TASK - In the rows below, start at the line that contains "13L464 53L431 92L457" and stop after the line that contains "positive clicks: (598, 2) (349, 346)". Lay out those lines as a JSON list of strings, one string per line, and leave out any blank lines.

GIVEN RECORDS -
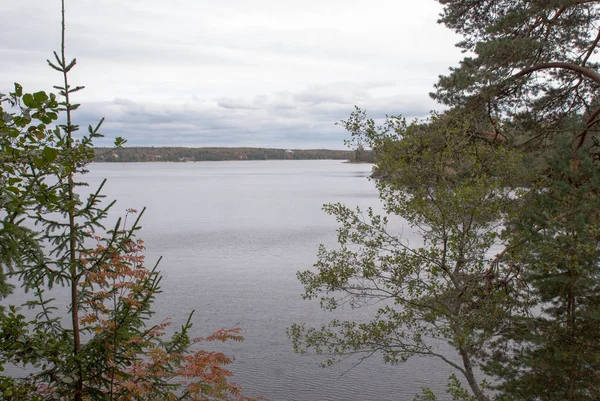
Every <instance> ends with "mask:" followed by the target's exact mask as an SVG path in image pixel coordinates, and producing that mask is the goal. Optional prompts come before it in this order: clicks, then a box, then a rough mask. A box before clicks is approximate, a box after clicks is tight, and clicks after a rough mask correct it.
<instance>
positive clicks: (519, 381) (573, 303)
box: [433, 0, 600, 400]
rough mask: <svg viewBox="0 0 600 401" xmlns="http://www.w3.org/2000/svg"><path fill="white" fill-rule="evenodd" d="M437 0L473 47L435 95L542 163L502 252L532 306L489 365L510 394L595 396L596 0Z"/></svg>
mask: <svg viewBox="0 0 600 401" xmlns="http://www.w3.org/2000/svg"><path fill="white" fill-rule="evenodd" d="M440 3H442V4H443V5H444V13H443V15H442V17H441V22H443V23H444V24H446V25H447V26H448V27H450V28H451V29H453V30H455V31H456V32H458V33H460V34H462V35H464V40H463V41H462V42H461V43H460V44H459V46H461V47H462V48H463V49H464V50H466V51H468V52H472V55H471V56H468V57H465V58H464V59H463V61H462V62H461V65H460V67H458V68H455V69H452V71H451V74H450V75H448V76H446V77H441V78H440V80H439V82H438V85H437V86H436V92H435V93H434V94H433V97H434V98H435V99H437V100H439V101H440V102H442V103H444V104H446V105H448V106H450V107H451V108H452V109H453V110H461V109H462V110H464V109H472V110H475V109H477V110H480V114H481V116H482V120H483V119H485V120H487V121H489V123H490V124H491V125H492V126H493V127H494V132H496V133H500V134H502V135H504V136H505V137H507V138H508V139H509V143H511V144H512V145H513V146H515V147H518V148H519V149H521V150H523V151H525V152H528V153H533V152H536V153H537V157H536V162H537V163H536V164H538V168H539V169H538V174H537V177H536V179H533V180H531V181H530V182H529V183H528V187H529V192H528V193H527V196H524V197H523V202H522V207H521V208H520V210H519V212H518V213H517V214H516V215H514V216H513V217H512V218H510V219H507V220H506V222H505V224H506V226H507V228H509V229H508V230H507V233H506V234H507V235H506V237H507V245H508V246H507V248H506V249H505V252H503V258H502V259H501V260H500V261H499V263H500V264H501V265H503V266H506V268H509V267H512V268H513V269H516V270H517V271H519V276H520V278H521V280H522V281H523V282H525V283H526V284H527V285H526V287H525V288H526V290H527V291H523V292H522V293H521V294H519V297H529V302H530V309H529V313H527V314H513V315H511V316H510V321H509V322H507V330H506V331H505V332H503V333H502V336H500V337H499V338H498V341H497V342H496V343H495V344H494V346H493V348H494V351H495V353H494V355H493V357H492V358H490V359H489V360H488V361H487V363H486V370H487V371H488V372H489V373H491V374H494V375H496V376H497V377H498V378H499V380H500V385H499V389H500V390H501V391H502V394H504V395H505V396H507V397H509V398H511V399H513V398H514V399H524V400H525V399H527V400H538V399H541V400H559V399H560V400H562V399H571V400H584V399H595V398H598V392H597V388H598V378H597V372H598V368H599V364H598V357H597V355H598V333H597V322H598V320H597V319H598V318H597V316H598V310H597V309H598V306H597V305H598V300H599V298H598V297H599V295H600V293H599V291H600V289H599V288H598V287H597V285H596V284H595V283H596V282H597V279H598V268H599V266H600V259H599V257H598V256H599V255H598V249H599V245H600V244H599V243H598V235H597V230H598V216H597V212H596V211H597V207H598V205H597V199H598V191H599V190H600V186H599V184H600V182H599V181H598V177H597V175H598V164H597V163H598V159H599V155H600V148H599V147H598V143H599V142H598V136H597V131H598V124H599V123H600V119H598V116H599V115H600V104H599V103H598V96H597V93H598V90H599V89H600V75H599V74H598V71H599V68H600V64H599V63H598V61H597V59H596V58H595V57H594V54H596V53H597V51H598V44H599V43H600V34H599V33H598V22H599V19H600V2H598V1H577V0H557V1H525V2H517V1H496V0H483V1H477V2H471V1H464V0H441V1H440ZM481 111H483V112H481Z"/></svg>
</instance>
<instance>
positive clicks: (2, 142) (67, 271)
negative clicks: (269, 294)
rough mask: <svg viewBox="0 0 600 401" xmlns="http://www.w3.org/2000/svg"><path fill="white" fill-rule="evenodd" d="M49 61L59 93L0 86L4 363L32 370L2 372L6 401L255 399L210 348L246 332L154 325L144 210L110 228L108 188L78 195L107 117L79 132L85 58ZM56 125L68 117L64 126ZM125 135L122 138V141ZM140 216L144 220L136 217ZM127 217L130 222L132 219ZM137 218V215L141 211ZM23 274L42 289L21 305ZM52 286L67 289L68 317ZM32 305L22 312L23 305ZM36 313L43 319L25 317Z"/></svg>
mask: <svg viewBox="0 0 600 401" xmlns="http://www.w3.org/2000/svg"><path fill="white" fill-rule="evenodd" d="M54 56H55V57H54V60H52V61H48V64H49V65H50V66H51V67H52V68H53V69H54V70H57V71H59V72H60V74H61V77H62V83H61V84H60V85H59V86H57V87H56V89H57V90H58V91H59V96H58V97H57V96H55V95H53V94H47V93H45V92H43V91H40V92H35V93H31V94H30V93H26V92H25V91H24V90H23V88H22V87H21V86H20V85H18V84H15V89H14V91H13V92H11V93H9V94H8V95H5V94H0V116H1V117H2V118H1V120H0V161H1V169H0V174H1V176H0V218H1V223H0V268H1V270H0V271H1V273H2V275H1V277H0V279H1V280H0V281H1V287H0V290H1V293H2V296H3V297H5V299H4V300H3V303H2V307H1V308H0V369H2V370H4V367H5V366H6V365H19V366H23V367H25V368H27V369H28V370H29V372H31V373H30V374H28V375H27V376H26V377H24V378H13V377H10V376H0V397H1V398H2V399H4V400H74V401H82V400H175V399H177V400H180V399H181V400H218V399H246V398H245V397H243V396H242V395H241V393H240V389H239V388H238V387H237V386H236V385H235V384H233V383H231V382H230V381H229V376H230V375H231V373H230V372H229V371H228V370H227V369H225V368H224V366H225V365H227V364H229V363H230V362H231V359H229V358H228V357H227V356H225V355H224V354H222V353H219V352H208V351H204V350H202V349H200V348H199V347H198V343H200V342H203V341H226V340H235V341H241V340H242V337H241V336H240V335H239V330H238V329H231V330H220V331H218V332H216V333H214V334H212V335H210V336H208V337H206V338H192V337H191V336H190V328H191V323H190V321H191V315H190V318H189V319H188V320H187V322H186V323H185V324H184V325H183V326H182V327H181V329H180V330H178V331H176V332H175V333H174V334H172V335H170V336H167V335H166V328H167V326H169V322H168V321H165V322H162V323H159V324H154V323H151V321H150V320H149V319H150V317H151V315H152V302H153V300H154V297H155V295H156V294H157V293H158V292H159V283H160V275H159V273H158V271H157V270H156V266H155V267H154V268H147V267H146V266H145V261H144V257H143V251H144V245H143V242H142V241H141V240H139V239H137V238H136V232H137V231H138V230H139V228H140V226H139V220H140V218H141V215H142V213H143V211H142V213H139V214H137V212H136V211H135V210H133V209H129V210H128V211H127V215H126V216H125V218H124V219H119V220H118V221H117V223H116V224H115V225H114V226H112V227H108V228H105V226H104V225H103V224H104V221H105V218H106V217H107V214H108V212H109V210H110V208H111V206H112V205H113V204H114V202H112V203H108V204H106V203H103V202H102V201H103V198H104V196H103V195H101V190H102V185H103V184H102V185H101V186H100V187H99V188H97V189H96V190H95V191H93V192H92V193H91V195H89V196H87V197H82V196H80V195H79V188H80V187H81V186H85V185H86V184H85V183H83V182H80V181H78V179H77V177H79V176H81V175H82V174H85V172H86V166H87V165H88V164H89V163H90V162H91V160H92V159H93V157H94V150H93V148H92V144H93V140H94V139H97V138H99V137H101V134H100V132H99V129H100V126H101V123H102V121H101V122H100V123H99V124H98V125H96V126H95V127H92V126H90V127H89V128H88V132H87V134H85V135H79V134H78V130H79V126H78V125H76V124H75V122H74V119H73V114H74V112H75V111H76V110H77V108H78V105H77V104H76V103H74V102H73V100H72V97H73V96H74V95H75V93H76V92H78V91H79V90H81V89H82V87H73V86H71V84H70V83H69V72H70V71H71V70H72V68H73V67H74V66H75V64H76V62H75V60H74V59H73V60H69V59H67V57H66V52H65V6H64V0H63V1H62V42H61V49H60V51H59V52H58V53H55V54H54ZM57 122H59V123H58V125H57V126H54V124H56V123H57ZM123 143H124V141H123V140H122V139H120V138H119V139H117V141H116V144H115V145H116V146H120V145H122V144H123ZM134 216H135V217H134ZM128 219H129V221H128ZM131 219H133V221H132V220H131ZM7 276H8V277H10V278H11V279H10V282H12V283H16V285H17V286H20V287H21V289H22V290H24V291H25V292H27V293H29V294H31V295H32V297H31V300H30V301H28V302H27V304H25V305H11V295H10V292H11V286H10V285H9V284H8V282H7ZM48 290H52V291H63V290H64V291H67V292H68V294H69V308H68V313H67V314H68V316H69V318H68V320H65V319H64V318H63V316H62V313H61V312H60V311H57V308H56V307H55V302H54V299H52V298H49V297H48V296H47V295H46V294H47V293H48ZM25 307H27V308H30V309H33V311H34V313H33V315H32V314H31V313H21V309H23V308H25ZM26 315H28V316H33V317H27V316H26Z"/></svg>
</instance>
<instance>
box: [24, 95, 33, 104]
mask: <svg viewBox="0 0 600 401" xmlns="http://www.w3.org/2000/svg"><path fill="white" fill-rule="evenodd" d="M33 101H34V99H33V96H32V95H31V94H30V93H26V94H24V95H23V104H24V105H25V106H27V107H33Z"/></svg>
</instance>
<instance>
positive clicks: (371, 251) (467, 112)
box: [290, 0, 600, 400]
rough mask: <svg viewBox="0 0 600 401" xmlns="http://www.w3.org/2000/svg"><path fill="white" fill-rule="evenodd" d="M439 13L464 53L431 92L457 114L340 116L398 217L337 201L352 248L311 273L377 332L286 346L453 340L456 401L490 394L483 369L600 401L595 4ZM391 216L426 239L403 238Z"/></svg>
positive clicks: (598, 2) (349, 346)
mask: <svg viewBox="0 0 600 401" xmlns="http://www.w3.org/2000/svg"><path fill="white" fill-rule="evenodd" d="M440 3H441V4H442V5H444V12H443V14H442V15H441V19H440V22H441V23H444V24H446V25H447V26H448V27H450V28H451V29H453V30H455V31H456V32H457V33H459V34H462V35H463V37H464V40H463V41H462V42H460V43H459V46H460V47H461V48H462V49H463V50H465V52H466V53H467V56H466V57H465V58H464V59H463V60H462V61H461V64H460V66H459V67H457V68H452V69H451V73H450V74H449V75H448V76H444V77H440V80H439V82H438V84H437V85H436V91H435V93H433V94H432V96H433V97H434V99H436V100H438V101H439V102H440V103H442V104H444V105H445V106H447V107H448V110H447V111H445V112H444V113H443V114H442V115H439V116H434V117H433V118H432V119H431V120H429V121H426V122H415V123H412V124H407V123H406V121H405V120H403V119H401V118H397V117H391V118H388V119H387V120H386V122H385V123H384V124H383V125H382V126H381V127H377V126H376V124H375V122H374V121H373V120H371V119H369V118H367V115H366V113H364V112H362V111H361V110H359V109H357V110H356V111H355V112H354V113H352V114H351V116H350V119H348V120H347V121H342V125H344V126H345V127H346V129H347V130H348V131H349V132H350V133H351V135H352V139H351V142H352V143H355V144H356V143H358V144H363V143H366V144H368V146H369V147H370V148H372V149H373V151H374V153H375V156H376V161H377V163H376V176H377V177H379V178H380V180H379V181H378V182H377V185H378V188H379V190H380V197H381V199H382V200H383V201H384V205H385V209H386V212H388V213H390V214H392V215H393V216H394V217H392V218H391V219H390V220H388V219H387V218H384V217H380V216H375V215H374V214H373V213H372V212H369V213H368V214H367V216H366V218H365V217H363V216H362V214H361V213H360V212H359V211H356V212H354V211H352V210H350V209H349V208H347V207H344V206H341V205H332V206H328V207H326V211H327V212H329V213H330V214H333V215H335V216H336V218H337V219H338V221H339V222H340V224H341V228H340V229H339V230H338V243H339V249H337V250H327V249H325V248H324V247H322V248H321V249H320V251H319V260H318V262H317V264H316V266H315V267H316V268H317V270H316V272H315V271H307V272H302V273H300V274H299V278H300V280H301V281H302V283H303V284H304V286H305V289H306V293H305V297H306V298H313V297H318V298H320V299H321V303H322V306H323V307H324V308H328V309H334V308H336V307H338V306H339V305H341V304H342V303H349V304H350V305H351V306H353V307H358V306H361V305H363V304H365V303H369V302H370V303H373V302H380V303H379V305H380V306H379V307H378V309H377V312H376V313H375V315H374V317H373V319H372V320H371V321H369V322H339V321H333V322H331V323H330V324H329V325H326V326H323V327H321V328H306V327H304V326H303V325H295V326H293V327H292V328H291V329H290V335H291V337H292V339H293V340H294V345H295V347H296V349H297V350H298V351H305V350H306V349H308V348H313V349H315V350H316V351H317V352H318V353H328V354H330V355H332V356H333V357H334V358H333V359H335V356H337V355H344V354H353V353H362V352H366V353H368V355H370V354H372V353H375V352H381V353H383V356H384V360H385V361H387V362H391V363H396V362H399V361H402V360H405V359H406V358H409V357H411V356H413V355H416V354H425V355H429V356H436V357H438V358H441V359H444V358H446V357H447V355H445V354H443V355H436V353H435V352H433V348H432V347H431V346H429V343H428V342H429V341H431V339H436V340H437V339H444V340H445V341H447V343H448V345H449V347H451V348H453V349H454V350H455V351H457V353H458V354H459V356H460V358H458V360H460V361H461V363H458V362H455V361H456V360H455V359H448V360H447V361H446V362H448V363H449V364H450V365H452V366H454V367H455V368H456V369H457V371H458V372H459V373H461V374H462V375H463V377H464V379H465V380H466V382H467V384H468V385H469V390H470V393H469V392H465V391H464V389H463V388H461V387H460V384H461V383H460V381H457V380H454V381H452V379H451V382H450V383H454V385H451V386H449V387H448V393H449V394H450V395H451V396H452V397H453V398H454V399H469V398H470V397H474V398H475V399H477V400H485V399H489V397H490V395H486V394H485V391H484V387H487V386H480V385H479V384H478V383H477V381H475V370H474V369H472V367H473V366H475V365H479V367H480V368H482V369H483V370H484V372H485V373H486V374H488V375H492V376H494V379H495V380H494V382H495V383H496V385H495V386H494V388H495V390H496V392H495V393H494V397H495V398H498V399H523V400H564V399H571V400H584V399H585V400H587V399H596V398H598V397H599V395H598V390H597V389H598V387H599V383H598V375H597V372H598V371H599V368H600V366H599V360H598V355H599V353H598V351H599V350H598V344H599V341H598V340H599V337H598V329H597V327H598V316H599V314H598V301H600V287H598V285H597V283H598V278H599V277H598V274H599V269H598V268H599V266H600V258H599V254H598V252H599V249H600V244H599V238H600V236H599V235H598V221H599V220H598V215H597V210H598V206H599V205H598V192H599V191H600V181H599V180H598V164H597V163H598V160H599V158H600V157H599V155H600V148H599V147H598V144H599V141H598V138H597V129H598V124H600V119H599V118H598V117H599V116H600V107H599V103H598V97H597V93H598V90H599V89H600V75H599V74H598V69H599V67H600V64H598V63H597V61H596V60H595V58H594V57H593V55H594V54H595V53H596V51H597V46H598V43H600V34H599V33H598V22H599V21H598V20H599V18H600V7H599V3H600V2H598V1H577V0H556V1H536V0H532V1H513V0H507V1H503V0H481V1H470V0H440ZM396 216H399V217H401V218H402V219H404V220H406V221H407V222H408V223H409V224H410V225H411V226H413V227H416V228H418V230H419V233H420V234H421V235H422V238H423V244H422V246H421V245H415V244H408V243H407V242H403V241H402V240H401V239H400V238H399V237H398V236H397V235H396V234H395V230H394V229H393V226H392V225H388V222H394V221H395V220H396V219H397V217H396ZM498 251H499V252H498ZM495 253H496V256H493V255H494V254H495ZM340 294H341V295H340ZM381 305H383V306H381ZM333 359H331V360H333ZM457 386H458V387H457ZM422 399H435V394H433V393H432V392H431V391H430V390H425V391H424V393H423V395H422Z"/></svg>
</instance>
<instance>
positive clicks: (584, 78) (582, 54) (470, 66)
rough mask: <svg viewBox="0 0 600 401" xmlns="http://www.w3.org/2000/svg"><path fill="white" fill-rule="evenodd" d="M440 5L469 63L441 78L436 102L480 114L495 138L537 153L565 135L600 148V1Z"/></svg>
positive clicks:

RESPONSE BOX -
[
  "rough mask: <svg viewBox=\"0 0 600 401\" xmlns=\"http://www.w3.org/2000/svg\"><path fill=\"white\" fill-rule=\"evenodd\" d=\"M439 13L464 53L431 92L457 114L340 116L398 217L337 201L352 248L311 273L377 332L286 346L453 340L456 401L490 394L483 369L600 401L595 4ZM391 216L426 239L403 238Z\"/></svg>",
  "positive clicks: (598, 2) (349, 346)"
]